# Testo fornito:
In principio furono i Sumeri: tre millenni prima di Cristo studiarono per primi i movimenti degli astri sulla volta celeste. Così anche gli Egizi, gli Assiri e i Babilonesi, e altrove la civiltà indiana e cinese. Tutti, a ogni latitudine e in ogni tempo, hanno alzato gli occhi al cielo cercando di misurare il tempo attraverso il passaggio delle stelle e dei pianeti: nessuno, però, aveva trasformato questa attività in scienza prima dei Greci. Ciò che accadde ad Alessandria d’Egitto a partire dal IV sec. a.C. è infatti qualcosa di completamente nuovo: per la prima volta un potere politico sovvenzionava la cultura, la ricerca e l’indagine in ogni campo del sapere, nell’ambizioso tentativo di raccogliere in un solo luogo tutta la conoscenza del mondo. Un posto particolare spettava proprio all’astronomia, la cui etimologia ne rivela la funzione originale: mettere ordine, stabilire una ‘regola’ (nomos) nella grande massa degli astri. Fra gli studiosi più influenti di tutti i tempi, un nome svetta sugli altri: Claudio Tolomeo, attivo fra il 100 e il 175 proprio ad Alessandria.

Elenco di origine
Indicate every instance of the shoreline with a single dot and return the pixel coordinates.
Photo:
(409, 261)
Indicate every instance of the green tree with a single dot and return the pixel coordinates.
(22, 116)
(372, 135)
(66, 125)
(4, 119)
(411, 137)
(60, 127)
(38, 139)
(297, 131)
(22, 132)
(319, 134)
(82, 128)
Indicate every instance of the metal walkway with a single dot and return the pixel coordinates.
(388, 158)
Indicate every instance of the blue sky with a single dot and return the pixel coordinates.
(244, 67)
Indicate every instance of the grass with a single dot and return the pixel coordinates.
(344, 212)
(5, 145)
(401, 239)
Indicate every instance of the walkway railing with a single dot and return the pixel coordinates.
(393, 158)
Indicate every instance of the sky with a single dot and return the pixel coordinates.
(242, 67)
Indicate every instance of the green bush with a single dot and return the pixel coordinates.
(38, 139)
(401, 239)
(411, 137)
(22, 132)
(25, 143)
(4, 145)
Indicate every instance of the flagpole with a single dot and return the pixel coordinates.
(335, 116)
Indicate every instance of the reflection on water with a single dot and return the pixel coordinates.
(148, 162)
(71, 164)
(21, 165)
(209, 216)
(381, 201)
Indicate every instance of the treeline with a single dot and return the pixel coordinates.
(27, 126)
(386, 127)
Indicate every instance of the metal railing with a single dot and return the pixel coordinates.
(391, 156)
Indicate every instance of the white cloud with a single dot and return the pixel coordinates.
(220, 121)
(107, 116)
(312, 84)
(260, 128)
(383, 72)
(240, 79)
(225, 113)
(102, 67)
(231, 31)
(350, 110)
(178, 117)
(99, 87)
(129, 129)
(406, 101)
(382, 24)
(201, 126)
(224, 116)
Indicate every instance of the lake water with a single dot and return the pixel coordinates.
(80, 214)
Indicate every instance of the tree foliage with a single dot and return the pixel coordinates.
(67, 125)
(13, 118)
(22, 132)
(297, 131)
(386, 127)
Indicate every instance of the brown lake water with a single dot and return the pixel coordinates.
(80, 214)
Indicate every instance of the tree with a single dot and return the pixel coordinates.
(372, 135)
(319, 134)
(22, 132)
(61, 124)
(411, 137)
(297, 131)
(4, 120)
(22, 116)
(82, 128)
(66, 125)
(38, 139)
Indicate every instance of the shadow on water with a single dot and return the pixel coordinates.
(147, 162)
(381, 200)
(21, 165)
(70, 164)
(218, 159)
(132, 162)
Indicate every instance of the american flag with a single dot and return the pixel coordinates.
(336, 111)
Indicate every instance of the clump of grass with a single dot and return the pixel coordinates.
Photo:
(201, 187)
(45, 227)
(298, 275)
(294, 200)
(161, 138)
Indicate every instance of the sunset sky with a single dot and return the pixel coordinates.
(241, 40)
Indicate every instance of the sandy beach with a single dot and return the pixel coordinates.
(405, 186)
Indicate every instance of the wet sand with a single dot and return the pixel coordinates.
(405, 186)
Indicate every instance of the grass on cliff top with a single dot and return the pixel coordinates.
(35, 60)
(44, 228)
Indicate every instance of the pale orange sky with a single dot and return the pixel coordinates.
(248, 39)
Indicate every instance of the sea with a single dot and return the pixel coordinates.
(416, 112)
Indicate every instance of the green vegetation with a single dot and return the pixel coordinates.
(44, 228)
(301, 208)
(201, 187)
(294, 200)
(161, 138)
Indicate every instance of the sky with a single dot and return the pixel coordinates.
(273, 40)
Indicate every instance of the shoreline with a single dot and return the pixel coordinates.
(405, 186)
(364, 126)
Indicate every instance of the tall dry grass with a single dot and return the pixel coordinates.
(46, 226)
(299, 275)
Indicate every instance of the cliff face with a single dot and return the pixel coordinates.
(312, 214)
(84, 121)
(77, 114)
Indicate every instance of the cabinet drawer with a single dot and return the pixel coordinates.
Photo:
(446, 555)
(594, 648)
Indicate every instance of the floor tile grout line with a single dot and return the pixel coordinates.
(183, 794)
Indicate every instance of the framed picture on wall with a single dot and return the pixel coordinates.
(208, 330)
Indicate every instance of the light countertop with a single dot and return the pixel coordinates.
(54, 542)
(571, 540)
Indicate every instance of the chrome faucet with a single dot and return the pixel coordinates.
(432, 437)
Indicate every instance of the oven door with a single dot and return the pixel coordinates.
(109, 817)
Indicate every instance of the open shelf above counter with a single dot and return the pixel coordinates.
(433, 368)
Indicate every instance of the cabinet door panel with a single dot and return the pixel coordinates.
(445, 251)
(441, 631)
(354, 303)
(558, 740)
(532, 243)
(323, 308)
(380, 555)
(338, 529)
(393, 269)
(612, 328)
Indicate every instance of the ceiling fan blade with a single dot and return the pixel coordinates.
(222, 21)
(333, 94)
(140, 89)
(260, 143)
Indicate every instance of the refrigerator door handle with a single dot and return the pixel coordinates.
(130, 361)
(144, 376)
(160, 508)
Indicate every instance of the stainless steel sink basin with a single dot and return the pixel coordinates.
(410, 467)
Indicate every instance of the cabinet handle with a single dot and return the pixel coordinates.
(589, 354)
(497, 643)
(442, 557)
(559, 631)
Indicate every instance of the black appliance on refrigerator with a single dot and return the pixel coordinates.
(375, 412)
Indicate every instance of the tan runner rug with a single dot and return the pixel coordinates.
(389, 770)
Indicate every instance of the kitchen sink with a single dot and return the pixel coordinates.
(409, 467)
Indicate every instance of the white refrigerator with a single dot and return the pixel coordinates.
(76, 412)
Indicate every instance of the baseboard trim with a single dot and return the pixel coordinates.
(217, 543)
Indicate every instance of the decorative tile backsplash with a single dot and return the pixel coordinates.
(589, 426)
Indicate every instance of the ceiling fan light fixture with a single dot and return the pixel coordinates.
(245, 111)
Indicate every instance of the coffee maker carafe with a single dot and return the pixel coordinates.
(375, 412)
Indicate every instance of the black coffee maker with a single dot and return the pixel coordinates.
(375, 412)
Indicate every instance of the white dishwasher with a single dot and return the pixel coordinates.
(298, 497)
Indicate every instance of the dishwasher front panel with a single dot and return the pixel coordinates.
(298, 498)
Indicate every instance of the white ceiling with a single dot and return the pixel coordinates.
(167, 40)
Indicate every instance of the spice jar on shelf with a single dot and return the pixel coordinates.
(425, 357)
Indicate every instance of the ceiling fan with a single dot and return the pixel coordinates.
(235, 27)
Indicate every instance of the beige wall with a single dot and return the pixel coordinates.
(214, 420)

# Compiti dell'esercizio:
[1] Secondo il testo sull'astronomia antica, in quale città e in quale arco di anni fu attivo Claudio Tolomeo?
[2] Per ciascuna affermazione indica se concorda con il testo sull'astronomia antica, rispondendo sì o no e citando le parole decisive del testo.
(a) I Sumeri furono i primi a studiare i movimenti degli astri, tre millenni prima di Cristo.
(b) Gli Egizi trasformarono l'osservazione del cielo in scienza prima dei Greci.
(c) Ad Alessandria il potere politico finanziava la ricerca soltanto in campo astronomico.

# Risposte ai compiti:
[1] Ad Alessandria, fra il 100 e il 175.

[2]
(a) Sì: "tre millenni prima di Cristo studiarono per primi i movimenti degli astri sulla volta celeste".
(b) No: "nessuno, però, aveva trasformato questa attività in scienza prima dei Greci".
(c) No: "per la prima volta un potere politico sovvenzionava la cultura, la ricerca e l’indagine in ogni campo del sapere".